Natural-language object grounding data
_ _ _ _ _ _ _

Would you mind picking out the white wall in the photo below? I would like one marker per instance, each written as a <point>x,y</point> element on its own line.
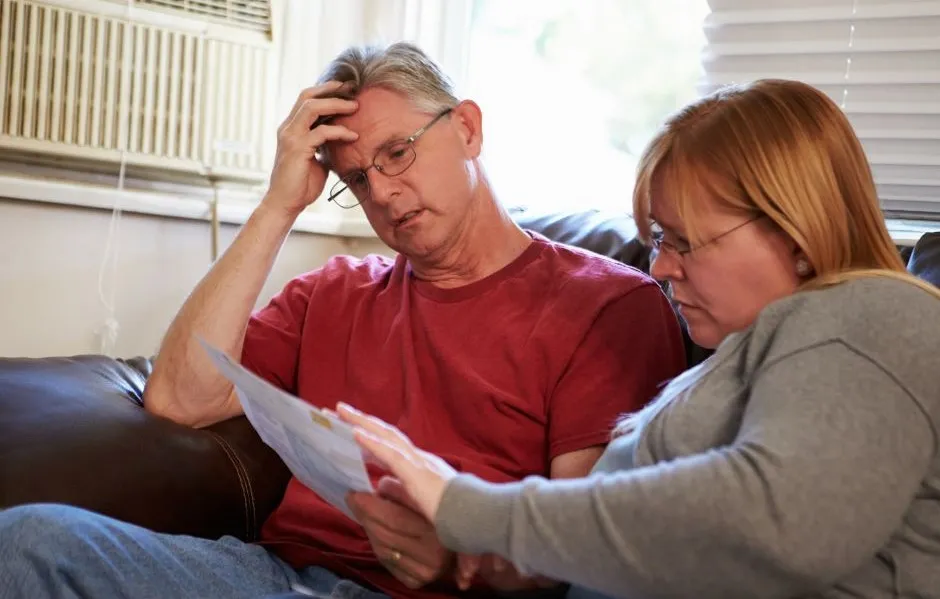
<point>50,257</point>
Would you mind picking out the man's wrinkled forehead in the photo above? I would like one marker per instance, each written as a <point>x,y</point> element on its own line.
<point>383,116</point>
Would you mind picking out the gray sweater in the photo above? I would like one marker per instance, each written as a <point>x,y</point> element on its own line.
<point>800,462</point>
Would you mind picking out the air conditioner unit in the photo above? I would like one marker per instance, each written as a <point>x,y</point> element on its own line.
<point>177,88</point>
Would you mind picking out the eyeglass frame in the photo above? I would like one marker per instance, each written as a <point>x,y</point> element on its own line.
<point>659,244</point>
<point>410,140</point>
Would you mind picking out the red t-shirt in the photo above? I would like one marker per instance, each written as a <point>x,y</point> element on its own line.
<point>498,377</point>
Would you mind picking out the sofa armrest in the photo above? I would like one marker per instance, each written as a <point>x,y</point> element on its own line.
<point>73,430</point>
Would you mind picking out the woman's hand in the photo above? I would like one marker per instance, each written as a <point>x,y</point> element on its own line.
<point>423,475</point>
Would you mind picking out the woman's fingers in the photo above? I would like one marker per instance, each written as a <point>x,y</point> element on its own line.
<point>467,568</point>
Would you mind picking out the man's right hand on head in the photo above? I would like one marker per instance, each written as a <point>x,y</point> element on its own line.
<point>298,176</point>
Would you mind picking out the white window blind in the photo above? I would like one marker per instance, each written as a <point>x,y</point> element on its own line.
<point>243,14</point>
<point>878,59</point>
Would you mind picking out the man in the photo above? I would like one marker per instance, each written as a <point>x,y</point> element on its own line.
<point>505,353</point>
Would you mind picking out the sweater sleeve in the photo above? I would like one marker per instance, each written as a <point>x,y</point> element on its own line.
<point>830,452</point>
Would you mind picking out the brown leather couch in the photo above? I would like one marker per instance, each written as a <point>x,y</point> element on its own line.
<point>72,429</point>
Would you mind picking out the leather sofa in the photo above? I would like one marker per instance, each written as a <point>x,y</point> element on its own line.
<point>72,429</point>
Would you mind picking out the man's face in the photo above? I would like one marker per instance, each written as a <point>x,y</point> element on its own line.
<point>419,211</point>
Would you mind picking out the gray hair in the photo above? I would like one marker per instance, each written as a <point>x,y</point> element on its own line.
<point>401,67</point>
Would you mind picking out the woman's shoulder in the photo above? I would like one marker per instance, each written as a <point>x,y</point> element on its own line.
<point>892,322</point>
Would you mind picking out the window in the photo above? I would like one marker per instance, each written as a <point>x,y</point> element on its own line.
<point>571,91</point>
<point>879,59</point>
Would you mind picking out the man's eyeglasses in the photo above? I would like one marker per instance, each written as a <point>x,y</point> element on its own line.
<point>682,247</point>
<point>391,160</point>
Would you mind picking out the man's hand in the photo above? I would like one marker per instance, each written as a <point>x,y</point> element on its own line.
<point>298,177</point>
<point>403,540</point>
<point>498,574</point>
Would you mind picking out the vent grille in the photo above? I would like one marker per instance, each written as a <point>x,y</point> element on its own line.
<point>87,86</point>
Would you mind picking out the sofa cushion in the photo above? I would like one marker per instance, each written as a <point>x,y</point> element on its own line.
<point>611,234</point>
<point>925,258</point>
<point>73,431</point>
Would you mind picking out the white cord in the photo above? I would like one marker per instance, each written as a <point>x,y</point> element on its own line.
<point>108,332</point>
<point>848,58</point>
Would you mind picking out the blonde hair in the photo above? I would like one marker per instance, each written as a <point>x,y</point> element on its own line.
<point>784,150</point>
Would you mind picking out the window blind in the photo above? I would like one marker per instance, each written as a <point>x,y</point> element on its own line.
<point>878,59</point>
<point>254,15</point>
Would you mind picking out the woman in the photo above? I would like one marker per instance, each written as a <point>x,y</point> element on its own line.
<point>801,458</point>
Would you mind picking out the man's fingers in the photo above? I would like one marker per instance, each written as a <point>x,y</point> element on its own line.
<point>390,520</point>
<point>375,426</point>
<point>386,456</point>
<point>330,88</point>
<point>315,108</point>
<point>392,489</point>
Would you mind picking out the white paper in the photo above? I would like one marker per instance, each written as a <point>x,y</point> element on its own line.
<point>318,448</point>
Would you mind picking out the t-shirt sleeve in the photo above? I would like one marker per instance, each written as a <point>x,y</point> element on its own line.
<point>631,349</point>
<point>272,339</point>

_ _ _ _ _ _ _

#### PROBLEM DETAILS
For every entry above, write it out exactly and remove any image.

#### PROBLEM SOLUTION
Would you mind picking out the white wall in the photo below? I would like one marker per instance, each written as a <point>x,y</point> element on its own line.
<point>50,257</point>
Would you mind picking out the man's wrinkled forehead in the photo above? I would like one marker per instance, each written as a <point>x,y</point> element on its own line.
<point>383,116</point>
Would you mind picking out the gray sweater in the photo above? I would like one marker per instance, each written as a <point>x,y</point> element on its own line.
<point>800,462</point>
Would you mind picking out the air conditioner unit in the photo above? I would like one marker per instance, each written as a <point>x,y</point> element on its own line.
<point>177,88</point>
Would you mind picking out the eyeglass frame in the photo above? I would like one marker per instance, each written as a <point>x,y</point> element on its own line.
<point>659,244</point>
<point>410,140</point>
Would you mind picking out the red t-shirt in the photo above? I would like one marker per instance, each written as a <point>x,y</point> element on its own line.
<point>498,377</point>
Would you mind picking out the sofa armrest in the photo above? I would like one marker per instance, each written as a <point>x,y</point> element on its own line.
<point>73,430</point>
Would you mind picking out the woman's hand in the photo above? I would like one marker per instance, each written as a <point>x,y</point> element on its own line.
<point>423,475</point>
Would you mind picking out the woman's fingers in the photo above? I would like one marker per instance, each written as a <point>x,y</point> element on its own line.
<point>467,568</point>
Would you mind picking out the man's right hand on head in the photo above? I would like one marker per instance, each written as a <point>x,y</point> element on its own line.
<point>298,176</point>
Would you mind picking out the white window blind in the photo above? I would like one marker per instance, each written as a <point>x,y</point> element on its own line.
<point>243,14</point>
<point>878,59</point>
Would you mind picking out the man in the photo above? I would like one marker per instance, each written as a <point>x,y</point> element on its own line.
<point>505,353</point>
Would you mind picking out the sweater sleeve in the photo above? I would like one marker per instance, each written as a <point>x,y</point> element on its own line.
<point>830,452</point>
Would you mind picking out the brown leather couch in the photo above? I would like one marker per instance, each written as a <point>x,y</point> element on its own line.
<point>72,429</point>
Would you mind picking out the leather sofa in the photo above? I would like one marker per instance, each written as a <point>x,y</point> element on its own line.
<point>72,429</point>
Would you mind picking out the man's face in the photo above? I would like one marker per instance, each written as a <point>x,y</point> element on its own line.
<point>419,211</point>
Would you mind picking out the gray hair in the photo above? I would like one marker per instance, each written as a <point>x,y</point> element on its own line.
<point>401,67</point>
Would you mind picking out the woman's shoulder in the photo above? I would like one marker per instance, each written as a <point>x,y</point> element on its own line.
<point>892,322</point>
Would you mind picking out the window in the photo above? I would like one marker per instance, each written as a <point>x,y</point> element on its own line.
<point>571,91</point>
<point>879,59</point>
Would you mind picking out the man's eyeglasses in the photo above? I would like one marker per instance, each written as a <point>x,y</point> element on its own line.
<point>682,247</point>
<point>391,160</point>
Would you mind picking out the man's hand in the photo above? I would like one marker per instance, each written as a <point>x,y</point> element on its own line.
<point>298,177</point>
<point>403,540</point>
<point>498,574</point>
Would you mind picking out the vent grille in the photo above? I would like one marker per instance, each written as a <point>x,y</point> element on its own line.
<point>87,86</point>
Would you mind picking out the sofa cushion in the photo above? I would like one marker per instance, each written as a <point>x,y</point> element on its own line.
<point>611,234</point>
<point>925,258</point>
<point>73,431</point>
Would you mind picking out the white cord in the photo above? I would like one marker per instance, each written as a <point>x,y</point> element on its own line.
<point>108,332</point>
<point>848,58</point>
Would you mind picking out the blonde hair in the photo above? I would like one marker per instance, each written as a <point>x,y</point> element on its own line.
<point>784,150</point>
Would you mind picking out the window blind in the photo above? I would like one marker per instance, each written as a <point>x,y</point> element on its own line.
<point>878,59</point>
<point>254,15</point>
Would you mind picking out the woman in the photo above? I would like one marker per instance, each written as a <point>x,y</point> element on its own line.
<point>801,458</point>
Would you mind picking out the man's fingers in the photo above? I would like one marker per instance, each written as a <point>x,y</point> element on its own line.
<point>390,520</point>
<point>375,426</point>
<point>386,456</point>
<point>330,88</point>
<point>315,108</point>
<point>392,489</point>
Would you mind picking out the white paper in the photo above? I would like one marker per instance, each written as a <point>x,y</point> element on its own line.
<point>318,448</point>
Would you mind picking out the t-shirt sleeve in the photo above? I would like one marker per instance, each written as a <point>x,y</point> element on its own line.
<point>631,349</point>
<point>272,339</point>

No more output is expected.